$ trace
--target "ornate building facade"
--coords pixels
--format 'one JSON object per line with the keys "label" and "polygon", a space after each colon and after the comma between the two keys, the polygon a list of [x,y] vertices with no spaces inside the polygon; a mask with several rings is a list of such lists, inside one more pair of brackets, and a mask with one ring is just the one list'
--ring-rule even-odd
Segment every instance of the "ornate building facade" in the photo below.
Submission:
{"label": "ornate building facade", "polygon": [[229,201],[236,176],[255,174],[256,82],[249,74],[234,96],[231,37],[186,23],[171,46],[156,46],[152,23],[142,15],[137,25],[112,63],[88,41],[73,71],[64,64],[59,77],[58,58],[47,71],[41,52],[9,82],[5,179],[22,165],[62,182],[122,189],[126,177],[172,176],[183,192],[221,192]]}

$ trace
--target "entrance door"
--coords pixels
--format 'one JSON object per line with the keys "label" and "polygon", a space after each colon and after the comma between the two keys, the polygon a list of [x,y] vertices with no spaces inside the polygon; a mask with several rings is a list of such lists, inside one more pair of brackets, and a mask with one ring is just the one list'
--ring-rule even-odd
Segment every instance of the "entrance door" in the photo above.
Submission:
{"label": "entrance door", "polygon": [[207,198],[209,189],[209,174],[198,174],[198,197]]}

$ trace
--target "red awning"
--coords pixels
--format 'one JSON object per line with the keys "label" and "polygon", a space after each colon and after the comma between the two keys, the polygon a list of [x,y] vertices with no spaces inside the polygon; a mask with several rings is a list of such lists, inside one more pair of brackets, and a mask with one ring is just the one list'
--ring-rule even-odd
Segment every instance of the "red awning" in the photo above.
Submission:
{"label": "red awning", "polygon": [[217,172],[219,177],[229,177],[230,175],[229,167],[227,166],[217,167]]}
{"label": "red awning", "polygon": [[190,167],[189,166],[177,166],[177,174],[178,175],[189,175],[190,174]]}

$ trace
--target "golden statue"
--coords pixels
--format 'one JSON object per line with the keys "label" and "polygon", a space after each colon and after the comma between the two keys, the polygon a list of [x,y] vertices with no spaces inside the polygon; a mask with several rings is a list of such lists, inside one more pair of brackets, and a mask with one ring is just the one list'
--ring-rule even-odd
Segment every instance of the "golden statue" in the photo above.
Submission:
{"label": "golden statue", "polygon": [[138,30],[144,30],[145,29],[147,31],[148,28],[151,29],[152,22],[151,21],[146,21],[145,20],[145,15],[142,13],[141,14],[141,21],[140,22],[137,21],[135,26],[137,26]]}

======

## INSTRUCTION
Count the lines in the data above that contain the word "every" and reply with the number alone.

## CORRECT ANSWER
4